§ **Available data**:
-- start --

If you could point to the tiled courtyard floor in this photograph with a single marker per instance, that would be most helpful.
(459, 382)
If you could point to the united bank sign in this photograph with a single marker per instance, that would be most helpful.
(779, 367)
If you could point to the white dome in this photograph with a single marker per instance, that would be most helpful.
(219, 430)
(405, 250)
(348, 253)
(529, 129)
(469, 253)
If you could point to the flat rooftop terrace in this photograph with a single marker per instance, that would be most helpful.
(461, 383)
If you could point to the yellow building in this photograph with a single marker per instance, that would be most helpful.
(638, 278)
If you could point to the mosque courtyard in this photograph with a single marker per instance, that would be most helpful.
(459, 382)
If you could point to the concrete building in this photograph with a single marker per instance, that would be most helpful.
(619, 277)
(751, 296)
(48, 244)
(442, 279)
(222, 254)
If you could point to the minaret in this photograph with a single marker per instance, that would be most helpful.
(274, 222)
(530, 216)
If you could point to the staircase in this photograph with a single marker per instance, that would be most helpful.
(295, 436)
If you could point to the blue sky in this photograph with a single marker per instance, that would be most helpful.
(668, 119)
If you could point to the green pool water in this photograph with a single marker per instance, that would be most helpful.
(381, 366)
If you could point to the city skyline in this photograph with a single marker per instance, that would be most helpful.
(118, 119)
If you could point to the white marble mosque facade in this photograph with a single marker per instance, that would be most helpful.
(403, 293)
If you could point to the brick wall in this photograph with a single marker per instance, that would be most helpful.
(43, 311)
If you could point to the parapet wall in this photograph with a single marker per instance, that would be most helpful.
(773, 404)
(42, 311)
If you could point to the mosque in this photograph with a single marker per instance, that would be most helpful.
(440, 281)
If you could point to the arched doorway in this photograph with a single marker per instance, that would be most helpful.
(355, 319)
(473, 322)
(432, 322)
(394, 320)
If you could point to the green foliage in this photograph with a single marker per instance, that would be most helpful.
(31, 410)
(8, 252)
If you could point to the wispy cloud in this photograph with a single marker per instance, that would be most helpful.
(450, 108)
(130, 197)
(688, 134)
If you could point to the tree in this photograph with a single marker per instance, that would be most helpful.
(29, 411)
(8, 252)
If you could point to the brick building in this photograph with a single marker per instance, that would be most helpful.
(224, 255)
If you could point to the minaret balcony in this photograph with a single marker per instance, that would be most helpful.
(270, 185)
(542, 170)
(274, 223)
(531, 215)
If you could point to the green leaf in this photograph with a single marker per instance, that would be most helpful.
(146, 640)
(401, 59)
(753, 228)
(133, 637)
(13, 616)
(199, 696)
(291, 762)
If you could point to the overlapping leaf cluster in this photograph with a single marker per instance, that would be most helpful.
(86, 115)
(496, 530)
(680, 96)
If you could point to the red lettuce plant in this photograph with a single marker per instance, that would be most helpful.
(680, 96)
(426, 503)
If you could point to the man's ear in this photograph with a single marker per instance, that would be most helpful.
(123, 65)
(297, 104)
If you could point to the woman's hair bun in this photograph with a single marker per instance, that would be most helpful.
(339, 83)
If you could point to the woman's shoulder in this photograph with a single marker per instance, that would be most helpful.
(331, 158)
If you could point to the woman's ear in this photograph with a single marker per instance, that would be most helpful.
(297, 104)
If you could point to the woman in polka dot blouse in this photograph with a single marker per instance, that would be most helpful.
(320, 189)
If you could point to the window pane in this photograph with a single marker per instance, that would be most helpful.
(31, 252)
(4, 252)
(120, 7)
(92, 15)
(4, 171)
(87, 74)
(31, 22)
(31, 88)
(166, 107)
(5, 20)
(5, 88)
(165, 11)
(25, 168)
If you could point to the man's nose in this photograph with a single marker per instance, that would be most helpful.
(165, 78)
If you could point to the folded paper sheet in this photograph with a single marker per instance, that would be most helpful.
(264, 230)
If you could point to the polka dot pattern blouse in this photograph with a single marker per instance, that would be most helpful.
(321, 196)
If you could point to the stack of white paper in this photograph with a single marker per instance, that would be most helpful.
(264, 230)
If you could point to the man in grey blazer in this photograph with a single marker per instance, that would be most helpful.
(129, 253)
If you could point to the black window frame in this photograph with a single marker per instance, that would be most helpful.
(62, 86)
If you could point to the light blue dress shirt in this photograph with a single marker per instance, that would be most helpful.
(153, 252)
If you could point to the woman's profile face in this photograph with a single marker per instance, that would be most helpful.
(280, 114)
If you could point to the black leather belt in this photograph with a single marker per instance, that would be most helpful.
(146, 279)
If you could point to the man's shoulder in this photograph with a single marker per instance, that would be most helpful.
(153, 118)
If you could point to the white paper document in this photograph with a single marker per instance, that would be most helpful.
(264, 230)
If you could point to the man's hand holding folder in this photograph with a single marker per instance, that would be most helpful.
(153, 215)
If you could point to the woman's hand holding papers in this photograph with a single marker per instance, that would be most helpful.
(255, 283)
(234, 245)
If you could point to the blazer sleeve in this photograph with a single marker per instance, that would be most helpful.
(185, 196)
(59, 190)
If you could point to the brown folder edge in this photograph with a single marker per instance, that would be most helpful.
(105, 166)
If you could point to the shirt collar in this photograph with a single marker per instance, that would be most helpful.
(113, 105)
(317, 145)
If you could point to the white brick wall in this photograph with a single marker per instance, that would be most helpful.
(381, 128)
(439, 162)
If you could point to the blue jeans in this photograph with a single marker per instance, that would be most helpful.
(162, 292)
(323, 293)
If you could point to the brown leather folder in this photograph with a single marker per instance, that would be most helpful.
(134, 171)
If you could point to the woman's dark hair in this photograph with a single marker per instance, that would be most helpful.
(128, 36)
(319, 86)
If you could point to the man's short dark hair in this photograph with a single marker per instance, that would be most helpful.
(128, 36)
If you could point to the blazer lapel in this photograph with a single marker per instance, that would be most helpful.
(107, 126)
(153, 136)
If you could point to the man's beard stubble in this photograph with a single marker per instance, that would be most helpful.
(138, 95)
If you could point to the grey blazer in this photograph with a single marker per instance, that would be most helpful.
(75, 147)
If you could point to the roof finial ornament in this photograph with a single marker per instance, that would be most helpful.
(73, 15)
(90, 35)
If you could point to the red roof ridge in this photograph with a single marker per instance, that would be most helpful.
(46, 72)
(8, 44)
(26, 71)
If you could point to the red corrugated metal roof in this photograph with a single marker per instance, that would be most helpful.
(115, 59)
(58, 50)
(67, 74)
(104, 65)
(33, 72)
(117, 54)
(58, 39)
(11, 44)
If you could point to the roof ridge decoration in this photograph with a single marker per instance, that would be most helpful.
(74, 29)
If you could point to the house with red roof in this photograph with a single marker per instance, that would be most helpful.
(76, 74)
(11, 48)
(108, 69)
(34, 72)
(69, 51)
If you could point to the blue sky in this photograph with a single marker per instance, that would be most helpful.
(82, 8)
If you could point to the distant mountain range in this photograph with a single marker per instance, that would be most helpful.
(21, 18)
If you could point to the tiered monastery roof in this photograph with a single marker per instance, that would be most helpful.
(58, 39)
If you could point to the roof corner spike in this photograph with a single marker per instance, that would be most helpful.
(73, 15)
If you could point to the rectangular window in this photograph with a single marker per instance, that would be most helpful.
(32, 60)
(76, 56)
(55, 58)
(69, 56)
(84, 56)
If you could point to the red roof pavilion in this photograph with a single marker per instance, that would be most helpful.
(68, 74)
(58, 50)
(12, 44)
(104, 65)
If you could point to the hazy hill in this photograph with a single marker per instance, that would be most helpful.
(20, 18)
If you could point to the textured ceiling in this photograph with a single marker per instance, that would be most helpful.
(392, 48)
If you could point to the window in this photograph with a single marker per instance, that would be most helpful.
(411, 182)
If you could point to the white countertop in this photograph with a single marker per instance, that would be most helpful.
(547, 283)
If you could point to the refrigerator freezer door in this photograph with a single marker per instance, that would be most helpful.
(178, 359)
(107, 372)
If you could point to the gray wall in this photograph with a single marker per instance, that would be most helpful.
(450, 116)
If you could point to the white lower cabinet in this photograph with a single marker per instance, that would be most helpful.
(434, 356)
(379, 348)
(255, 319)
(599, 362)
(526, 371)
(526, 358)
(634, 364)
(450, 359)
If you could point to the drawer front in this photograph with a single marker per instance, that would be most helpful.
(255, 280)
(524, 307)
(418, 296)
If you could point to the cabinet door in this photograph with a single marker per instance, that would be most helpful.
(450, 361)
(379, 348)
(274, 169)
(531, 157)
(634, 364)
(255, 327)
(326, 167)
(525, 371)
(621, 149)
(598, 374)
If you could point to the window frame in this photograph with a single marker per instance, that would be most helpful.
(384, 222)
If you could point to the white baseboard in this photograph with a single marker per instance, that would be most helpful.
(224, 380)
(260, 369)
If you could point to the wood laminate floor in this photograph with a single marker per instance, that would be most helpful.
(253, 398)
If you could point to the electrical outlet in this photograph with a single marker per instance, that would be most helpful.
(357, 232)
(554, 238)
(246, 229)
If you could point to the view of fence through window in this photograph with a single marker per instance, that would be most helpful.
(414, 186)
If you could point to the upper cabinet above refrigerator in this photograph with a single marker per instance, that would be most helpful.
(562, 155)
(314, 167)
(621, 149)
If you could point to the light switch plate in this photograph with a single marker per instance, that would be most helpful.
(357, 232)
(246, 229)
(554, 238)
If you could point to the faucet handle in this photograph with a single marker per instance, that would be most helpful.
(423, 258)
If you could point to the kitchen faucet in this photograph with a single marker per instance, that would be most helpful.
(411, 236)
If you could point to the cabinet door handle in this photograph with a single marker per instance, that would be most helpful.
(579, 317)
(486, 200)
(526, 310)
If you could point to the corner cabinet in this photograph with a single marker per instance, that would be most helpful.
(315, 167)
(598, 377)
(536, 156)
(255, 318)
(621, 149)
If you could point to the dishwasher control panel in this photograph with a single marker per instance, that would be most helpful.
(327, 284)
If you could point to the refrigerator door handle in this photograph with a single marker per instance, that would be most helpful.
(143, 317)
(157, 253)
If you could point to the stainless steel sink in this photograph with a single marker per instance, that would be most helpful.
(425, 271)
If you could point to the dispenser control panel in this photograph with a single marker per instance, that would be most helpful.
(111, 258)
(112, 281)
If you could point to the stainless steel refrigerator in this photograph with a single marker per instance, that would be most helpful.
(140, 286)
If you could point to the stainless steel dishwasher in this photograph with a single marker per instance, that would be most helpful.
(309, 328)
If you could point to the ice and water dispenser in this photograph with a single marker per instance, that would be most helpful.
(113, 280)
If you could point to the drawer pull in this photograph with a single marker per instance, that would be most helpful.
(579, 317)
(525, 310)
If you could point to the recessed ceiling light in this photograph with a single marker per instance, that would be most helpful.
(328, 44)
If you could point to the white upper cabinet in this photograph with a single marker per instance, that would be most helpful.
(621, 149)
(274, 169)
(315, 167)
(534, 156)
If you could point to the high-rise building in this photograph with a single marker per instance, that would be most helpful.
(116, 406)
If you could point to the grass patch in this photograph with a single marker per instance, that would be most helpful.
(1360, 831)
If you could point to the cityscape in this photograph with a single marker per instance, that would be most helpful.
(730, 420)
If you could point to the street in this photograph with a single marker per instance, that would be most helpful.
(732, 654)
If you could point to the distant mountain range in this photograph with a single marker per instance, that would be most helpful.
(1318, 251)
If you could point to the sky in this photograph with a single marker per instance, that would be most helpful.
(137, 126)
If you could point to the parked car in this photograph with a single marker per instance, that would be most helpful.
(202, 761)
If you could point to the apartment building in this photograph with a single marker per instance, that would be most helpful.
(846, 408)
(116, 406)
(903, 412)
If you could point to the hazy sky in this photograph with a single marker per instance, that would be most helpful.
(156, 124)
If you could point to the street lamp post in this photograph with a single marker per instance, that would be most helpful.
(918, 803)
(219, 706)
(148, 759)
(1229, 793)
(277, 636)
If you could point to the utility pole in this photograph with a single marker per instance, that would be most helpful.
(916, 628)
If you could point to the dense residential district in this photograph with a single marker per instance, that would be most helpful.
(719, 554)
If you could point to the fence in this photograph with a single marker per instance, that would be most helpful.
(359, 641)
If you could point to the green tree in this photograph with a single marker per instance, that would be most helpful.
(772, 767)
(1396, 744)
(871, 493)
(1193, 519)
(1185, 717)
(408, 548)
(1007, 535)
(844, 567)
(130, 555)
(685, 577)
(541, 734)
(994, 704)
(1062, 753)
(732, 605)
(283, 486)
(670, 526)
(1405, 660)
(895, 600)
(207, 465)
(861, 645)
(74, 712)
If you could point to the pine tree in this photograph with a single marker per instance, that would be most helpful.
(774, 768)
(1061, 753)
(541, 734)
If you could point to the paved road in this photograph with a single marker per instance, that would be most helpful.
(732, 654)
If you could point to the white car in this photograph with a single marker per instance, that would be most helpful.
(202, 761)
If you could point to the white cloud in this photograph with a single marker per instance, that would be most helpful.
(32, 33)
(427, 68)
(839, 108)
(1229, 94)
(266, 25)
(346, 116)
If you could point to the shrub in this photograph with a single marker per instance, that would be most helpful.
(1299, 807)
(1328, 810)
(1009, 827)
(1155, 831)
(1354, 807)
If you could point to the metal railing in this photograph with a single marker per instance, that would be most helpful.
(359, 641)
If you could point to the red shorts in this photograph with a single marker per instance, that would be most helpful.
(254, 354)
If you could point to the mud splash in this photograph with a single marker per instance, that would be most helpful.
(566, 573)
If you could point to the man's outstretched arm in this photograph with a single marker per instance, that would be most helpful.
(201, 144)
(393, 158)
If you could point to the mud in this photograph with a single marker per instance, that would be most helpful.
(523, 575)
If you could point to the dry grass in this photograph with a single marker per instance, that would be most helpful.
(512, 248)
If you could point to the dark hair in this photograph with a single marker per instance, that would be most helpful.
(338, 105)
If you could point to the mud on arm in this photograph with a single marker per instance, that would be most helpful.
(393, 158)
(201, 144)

-- end --

§ **What is expected**:
Output exactly the lines above, from the one holding "If you could point to the mud in" through the end of the data, including the first and last.

§ **Correct output**:
If you could point to the mud in this photograph with a single marker per instance, that would be most helpful.
(523, 575)
If you could point to the dry grass in this photograph with a single marker per instance, that would be most helpful.
(512, 248)
If you could point to the dark hair in this photograph with a single marker per instance, that would be most helpful.
(338, 105)
If you could point to the mud on arm in this photograph with a single marker per instance, that would be most helpful.
(393, 158)
(201, 144)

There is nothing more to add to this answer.